A FAZER>
1. Extraia do texto sobre os laticínios do Pará a passagem que começa em "No estado do" e vai até "maior aptidão leiteira.", incluindo essas palavras.
2. Dê continuidade ao texto sobre os laticínios do Pará a partir do ponto em que ele termina.

TRECHO DA PÁGINA>
• • • • •

No estado do Pará existem em operação 37 empresas de laticínios. Essas empresas, quando somadas, apresentam capacidade para processar aproximadamente 626.500 litros de leite por dia (BRASIL, 2010; PARÁ, 2010). Territorialmente, a produção está concentrada na mesorregião Sudeste do estado, que detém 79% da produção estadual e emprega mais tecnologia no processo produtivo (MATTOS et al., 2010). Essa região foi o palco de um intenso processo de expansão da atividade leiteira, iniciado no ano de 2005 (IBGE, 2010b). A industrialização do setor atraiu para a atividade muitos produtores que deixaram de tirar o leite apenas para o autoconsumo e passaram a comercializar a maior parte da produção. Essas mudanças foram acompanhadas do plantio e recuperação de pastagens, e da introdução de animais com maior aptidão leiteira.

A presença das empresas de laticínios exigiu dos produtores maior produtividade e melhor qualidade do leite produzido. A maior oferta de crédito, principalmente a oriunda dos recursos do Fundo Constitucional de Financiamento do Norte (FNO), contribuiu para estimular a atividade industrial e alavancar o setor (Santana, 2002). A pecuária leiteira é uma das principais alternativas para viabilizar a produção rural e possibilitar que o produtor, especialmente o pequeno, continue no campo, pois apesar de complexa e trabalhosa (JUZCZYK, 2005), a produção de leite possibilita um fluxo contínuo de ocupação de mão de obra e de geração de renda, fato que favorece a gestão financeira do estabelecimento rural.

• • • • •

Registros armazenados:
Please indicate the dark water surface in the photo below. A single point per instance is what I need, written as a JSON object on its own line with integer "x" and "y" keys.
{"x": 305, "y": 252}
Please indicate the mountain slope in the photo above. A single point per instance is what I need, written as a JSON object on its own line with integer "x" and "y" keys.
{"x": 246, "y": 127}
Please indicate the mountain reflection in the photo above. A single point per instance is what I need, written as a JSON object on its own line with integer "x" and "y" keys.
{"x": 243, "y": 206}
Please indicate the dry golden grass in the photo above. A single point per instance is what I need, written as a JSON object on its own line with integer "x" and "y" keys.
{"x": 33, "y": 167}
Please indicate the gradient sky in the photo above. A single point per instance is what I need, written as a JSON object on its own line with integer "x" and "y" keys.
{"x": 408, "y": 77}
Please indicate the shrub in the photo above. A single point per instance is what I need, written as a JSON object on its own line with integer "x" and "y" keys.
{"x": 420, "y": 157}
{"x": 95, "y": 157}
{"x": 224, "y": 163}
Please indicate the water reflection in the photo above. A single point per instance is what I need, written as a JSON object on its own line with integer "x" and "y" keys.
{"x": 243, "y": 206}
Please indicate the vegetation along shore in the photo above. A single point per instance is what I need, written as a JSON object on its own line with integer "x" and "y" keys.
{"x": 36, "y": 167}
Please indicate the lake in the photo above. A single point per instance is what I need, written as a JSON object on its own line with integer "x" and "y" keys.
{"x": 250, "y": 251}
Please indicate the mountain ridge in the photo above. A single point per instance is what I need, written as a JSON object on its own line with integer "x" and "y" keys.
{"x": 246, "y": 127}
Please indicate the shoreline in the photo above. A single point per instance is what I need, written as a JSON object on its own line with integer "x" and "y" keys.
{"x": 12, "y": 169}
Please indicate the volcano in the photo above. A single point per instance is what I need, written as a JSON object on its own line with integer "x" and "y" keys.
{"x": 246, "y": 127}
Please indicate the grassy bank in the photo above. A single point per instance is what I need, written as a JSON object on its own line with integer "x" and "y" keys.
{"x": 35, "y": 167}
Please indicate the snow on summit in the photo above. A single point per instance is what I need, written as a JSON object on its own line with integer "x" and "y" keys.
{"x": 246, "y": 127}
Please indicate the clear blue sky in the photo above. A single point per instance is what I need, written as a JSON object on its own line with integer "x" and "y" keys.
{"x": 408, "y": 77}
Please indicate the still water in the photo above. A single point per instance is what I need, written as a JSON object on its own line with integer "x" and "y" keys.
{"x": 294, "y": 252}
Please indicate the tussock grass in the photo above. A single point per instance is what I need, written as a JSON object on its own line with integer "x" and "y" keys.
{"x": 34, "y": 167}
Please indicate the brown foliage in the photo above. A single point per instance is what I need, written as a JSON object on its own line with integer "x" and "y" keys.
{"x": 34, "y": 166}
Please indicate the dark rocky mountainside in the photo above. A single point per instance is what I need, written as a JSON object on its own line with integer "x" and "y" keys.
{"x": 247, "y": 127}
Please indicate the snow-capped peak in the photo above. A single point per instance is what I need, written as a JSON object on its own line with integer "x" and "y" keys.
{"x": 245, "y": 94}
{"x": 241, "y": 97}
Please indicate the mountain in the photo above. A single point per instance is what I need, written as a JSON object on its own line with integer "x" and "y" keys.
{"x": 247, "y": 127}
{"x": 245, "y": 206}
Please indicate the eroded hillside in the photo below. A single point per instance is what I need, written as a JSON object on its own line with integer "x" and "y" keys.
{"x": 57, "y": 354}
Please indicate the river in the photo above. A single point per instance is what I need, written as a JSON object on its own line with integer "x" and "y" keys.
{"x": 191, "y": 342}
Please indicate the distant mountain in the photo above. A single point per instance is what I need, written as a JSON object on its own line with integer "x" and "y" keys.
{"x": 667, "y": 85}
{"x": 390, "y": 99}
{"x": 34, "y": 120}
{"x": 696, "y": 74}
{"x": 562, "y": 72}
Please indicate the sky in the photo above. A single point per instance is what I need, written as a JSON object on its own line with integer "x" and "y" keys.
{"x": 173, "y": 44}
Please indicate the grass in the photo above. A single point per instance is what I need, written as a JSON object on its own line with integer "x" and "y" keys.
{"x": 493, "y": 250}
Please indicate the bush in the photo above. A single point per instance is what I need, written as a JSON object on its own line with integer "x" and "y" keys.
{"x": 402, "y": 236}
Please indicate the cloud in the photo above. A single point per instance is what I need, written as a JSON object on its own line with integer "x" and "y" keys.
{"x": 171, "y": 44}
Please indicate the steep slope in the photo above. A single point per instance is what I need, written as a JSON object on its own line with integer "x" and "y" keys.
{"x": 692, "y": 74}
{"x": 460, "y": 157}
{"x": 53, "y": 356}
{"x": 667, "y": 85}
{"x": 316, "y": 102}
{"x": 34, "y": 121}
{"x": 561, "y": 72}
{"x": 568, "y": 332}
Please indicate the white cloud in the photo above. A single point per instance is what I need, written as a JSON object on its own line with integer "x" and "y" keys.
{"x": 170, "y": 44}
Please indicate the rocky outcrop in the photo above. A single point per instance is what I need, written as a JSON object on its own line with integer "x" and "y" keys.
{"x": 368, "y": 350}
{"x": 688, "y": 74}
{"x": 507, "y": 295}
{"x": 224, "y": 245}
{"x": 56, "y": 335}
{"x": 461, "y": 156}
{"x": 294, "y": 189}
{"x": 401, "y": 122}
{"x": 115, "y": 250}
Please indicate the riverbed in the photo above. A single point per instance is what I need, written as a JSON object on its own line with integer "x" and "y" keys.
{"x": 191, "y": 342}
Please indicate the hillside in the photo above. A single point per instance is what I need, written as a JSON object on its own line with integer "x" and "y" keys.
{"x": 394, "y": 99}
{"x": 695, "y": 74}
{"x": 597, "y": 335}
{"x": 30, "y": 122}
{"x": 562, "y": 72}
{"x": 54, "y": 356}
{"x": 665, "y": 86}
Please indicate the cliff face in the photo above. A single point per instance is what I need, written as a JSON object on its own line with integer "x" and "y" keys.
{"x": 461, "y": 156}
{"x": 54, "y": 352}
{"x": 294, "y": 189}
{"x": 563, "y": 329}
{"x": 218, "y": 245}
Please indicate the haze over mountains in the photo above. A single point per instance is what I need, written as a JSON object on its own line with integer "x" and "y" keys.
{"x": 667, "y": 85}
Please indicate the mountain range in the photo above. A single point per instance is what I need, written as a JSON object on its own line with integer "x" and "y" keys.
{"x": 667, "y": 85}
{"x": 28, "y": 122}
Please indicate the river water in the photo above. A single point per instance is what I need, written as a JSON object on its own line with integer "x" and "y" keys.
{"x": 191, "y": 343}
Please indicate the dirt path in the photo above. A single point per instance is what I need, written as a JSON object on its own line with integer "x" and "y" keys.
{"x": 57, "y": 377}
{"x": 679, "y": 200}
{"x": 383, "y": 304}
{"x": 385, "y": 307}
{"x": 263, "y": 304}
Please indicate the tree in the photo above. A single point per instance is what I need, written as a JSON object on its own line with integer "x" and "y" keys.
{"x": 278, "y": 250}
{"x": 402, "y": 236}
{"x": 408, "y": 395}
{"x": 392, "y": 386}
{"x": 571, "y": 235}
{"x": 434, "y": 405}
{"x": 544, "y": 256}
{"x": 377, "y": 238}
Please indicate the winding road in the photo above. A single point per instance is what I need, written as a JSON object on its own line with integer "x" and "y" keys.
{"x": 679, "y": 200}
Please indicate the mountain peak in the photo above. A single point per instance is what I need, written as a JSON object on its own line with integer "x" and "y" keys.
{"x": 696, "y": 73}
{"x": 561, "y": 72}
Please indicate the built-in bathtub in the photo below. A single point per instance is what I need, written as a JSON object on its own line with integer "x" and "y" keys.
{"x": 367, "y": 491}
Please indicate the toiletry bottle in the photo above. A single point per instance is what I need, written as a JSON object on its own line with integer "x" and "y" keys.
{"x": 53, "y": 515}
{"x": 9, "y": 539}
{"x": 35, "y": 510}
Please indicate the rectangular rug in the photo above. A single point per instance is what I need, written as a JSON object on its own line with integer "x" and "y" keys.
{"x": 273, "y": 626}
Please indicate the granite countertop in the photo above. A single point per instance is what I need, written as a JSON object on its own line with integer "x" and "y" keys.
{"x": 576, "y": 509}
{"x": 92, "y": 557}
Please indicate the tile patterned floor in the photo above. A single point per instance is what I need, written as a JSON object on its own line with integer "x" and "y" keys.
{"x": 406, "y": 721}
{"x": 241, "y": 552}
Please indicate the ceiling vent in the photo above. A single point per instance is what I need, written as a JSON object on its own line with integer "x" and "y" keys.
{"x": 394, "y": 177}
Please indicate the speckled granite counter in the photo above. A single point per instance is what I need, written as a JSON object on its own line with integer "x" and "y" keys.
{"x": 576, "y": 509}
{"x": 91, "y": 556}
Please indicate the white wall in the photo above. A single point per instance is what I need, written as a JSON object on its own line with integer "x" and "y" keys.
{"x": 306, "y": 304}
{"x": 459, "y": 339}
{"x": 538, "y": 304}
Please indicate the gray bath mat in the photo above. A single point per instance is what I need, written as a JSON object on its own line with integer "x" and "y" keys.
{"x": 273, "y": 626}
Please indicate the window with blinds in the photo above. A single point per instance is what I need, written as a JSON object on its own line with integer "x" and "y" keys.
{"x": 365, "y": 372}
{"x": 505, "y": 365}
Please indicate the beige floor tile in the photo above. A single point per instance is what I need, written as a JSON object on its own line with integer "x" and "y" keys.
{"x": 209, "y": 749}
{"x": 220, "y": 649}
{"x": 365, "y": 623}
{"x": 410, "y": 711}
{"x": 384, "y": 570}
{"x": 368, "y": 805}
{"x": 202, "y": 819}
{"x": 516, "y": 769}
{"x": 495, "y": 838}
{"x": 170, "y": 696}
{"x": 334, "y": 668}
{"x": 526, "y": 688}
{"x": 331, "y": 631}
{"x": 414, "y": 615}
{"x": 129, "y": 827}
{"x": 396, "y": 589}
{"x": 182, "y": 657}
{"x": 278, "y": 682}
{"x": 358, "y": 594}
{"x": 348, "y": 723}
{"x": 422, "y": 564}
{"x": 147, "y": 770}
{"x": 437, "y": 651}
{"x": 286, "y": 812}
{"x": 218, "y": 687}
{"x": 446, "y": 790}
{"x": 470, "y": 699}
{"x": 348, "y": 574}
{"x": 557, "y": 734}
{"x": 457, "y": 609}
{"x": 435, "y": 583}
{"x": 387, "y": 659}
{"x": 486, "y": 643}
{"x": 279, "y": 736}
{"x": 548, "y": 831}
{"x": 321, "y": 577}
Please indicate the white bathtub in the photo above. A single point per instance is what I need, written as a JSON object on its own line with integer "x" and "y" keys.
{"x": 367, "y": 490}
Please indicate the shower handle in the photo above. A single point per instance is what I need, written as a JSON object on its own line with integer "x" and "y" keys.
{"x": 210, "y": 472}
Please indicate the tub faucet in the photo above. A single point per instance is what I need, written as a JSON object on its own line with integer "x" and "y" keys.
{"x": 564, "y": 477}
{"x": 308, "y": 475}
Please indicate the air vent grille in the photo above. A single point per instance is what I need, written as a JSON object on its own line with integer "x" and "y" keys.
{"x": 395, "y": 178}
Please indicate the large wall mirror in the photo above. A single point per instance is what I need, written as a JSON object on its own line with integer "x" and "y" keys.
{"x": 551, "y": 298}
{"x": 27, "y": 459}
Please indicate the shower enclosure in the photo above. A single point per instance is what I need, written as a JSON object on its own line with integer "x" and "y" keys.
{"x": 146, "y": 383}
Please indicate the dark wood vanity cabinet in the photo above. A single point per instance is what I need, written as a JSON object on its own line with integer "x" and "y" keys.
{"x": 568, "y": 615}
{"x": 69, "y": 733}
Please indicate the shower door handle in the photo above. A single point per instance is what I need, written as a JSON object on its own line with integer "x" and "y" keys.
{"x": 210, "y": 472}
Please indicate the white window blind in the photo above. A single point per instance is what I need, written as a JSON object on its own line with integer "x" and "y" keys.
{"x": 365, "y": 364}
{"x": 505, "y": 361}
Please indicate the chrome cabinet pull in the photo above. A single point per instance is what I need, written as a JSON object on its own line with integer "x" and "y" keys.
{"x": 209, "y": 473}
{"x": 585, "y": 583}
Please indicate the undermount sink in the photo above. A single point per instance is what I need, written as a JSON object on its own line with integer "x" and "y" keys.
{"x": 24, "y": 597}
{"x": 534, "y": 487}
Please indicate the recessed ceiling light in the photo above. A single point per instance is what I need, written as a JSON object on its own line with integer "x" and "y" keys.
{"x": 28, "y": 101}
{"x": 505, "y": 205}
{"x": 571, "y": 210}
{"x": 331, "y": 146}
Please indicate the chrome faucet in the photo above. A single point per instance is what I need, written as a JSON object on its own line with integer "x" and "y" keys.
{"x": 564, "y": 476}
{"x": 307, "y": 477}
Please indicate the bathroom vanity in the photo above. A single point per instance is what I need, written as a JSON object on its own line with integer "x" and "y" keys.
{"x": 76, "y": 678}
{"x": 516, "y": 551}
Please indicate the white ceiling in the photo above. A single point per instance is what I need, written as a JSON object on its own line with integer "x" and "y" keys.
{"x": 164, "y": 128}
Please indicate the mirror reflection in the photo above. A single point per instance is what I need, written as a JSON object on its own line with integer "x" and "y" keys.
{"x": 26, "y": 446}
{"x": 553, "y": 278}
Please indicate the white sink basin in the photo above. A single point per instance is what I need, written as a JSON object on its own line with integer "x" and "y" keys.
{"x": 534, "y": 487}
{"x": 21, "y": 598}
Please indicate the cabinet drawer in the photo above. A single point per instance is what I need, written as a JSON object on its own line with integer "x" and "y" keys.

• • • • •

RESULTADOS>
1.
No estado do Pará existem em operação 37 empresas de laticínios. Essas empresas, quando somadas, apresentam capacidade para processar aproximadamente 626.500 litros de leite por dia (BRASIL, 2010; PARÁ, 2010). Territorialmente, a produção está concentrada na mesorregião Sudeste do estado, que detém 79% da produção estadual e emprega mais tecnologia no processo produtivo (MATTOS et al., 2010). Essa região foi o palco de um intenso processo de expansão da atividade leiteira, iniciado no ano de 2005 (IBGE, 2010b). A industrialização do setor atraiu para a atividade muitos produtores que deixaram de tirar o leite apenas para o autoconsumo e passaram a comercializar a maior parte da produção. Essas mudanças foram acompanhadas do plantio e recuperação de pastagens, e da introdução de animais com maior aptidão leiteira.

2.
Contudo ainda existem grandes desafios para ao desenvolvimento da pecuária leiteira que são em grande parte consequência do baixo grau de organização e da grande quantidade de pequenos produtores, que sozinhos não conseguem negociar melhores preços pelo leite, que flutua entre safra e entressafra, mas no final fixa-se em patamar considerado baixo. Desarticulados e com pequeno poder de barganha, os produtores têm dificuldade para conseguir os recursos necessários para investimento em novas tecnologias que possibilitem, além da melhoria na qualidade do leite, maiores quantidades produzidas. Essas questões contribuem para o progressivo afastamento dos pequenos produtores das plataformas das empresas de laticínios, favorecendo a comercialização ilegal e prejudicando o desenvolvimento rural (SILVA; TSUKAMOTO, 2001).

O sistema de produção da pecuária leiteira da mesorregião Sudeste do estado do Pará, assim como ocorre na maioria do estado e em grande parte do país, é composto predominantemente por pequenos produtores, que utilizam baixo nível tecnológico (VEIGA et al., 2004; MENEZES et al.,2007). Essa circunstância, que por um lado, contribui para proporcionar vantagens em custos pela estrutura familiar (HOLANDA; MADALENA, 1998; LOPES et al., 2005; GOMES; FERREIRA FILHO, 2007), por outro, prejudica o crescimento da produção leiteira, uma vez que os ganhos de escala na atividade ocorrem a partir da incorporação de novas tecnologias, que contribuem para aumentar a eficiência na alocação dos recursos nos fatores de produção (SCHIFFER et al., 1999).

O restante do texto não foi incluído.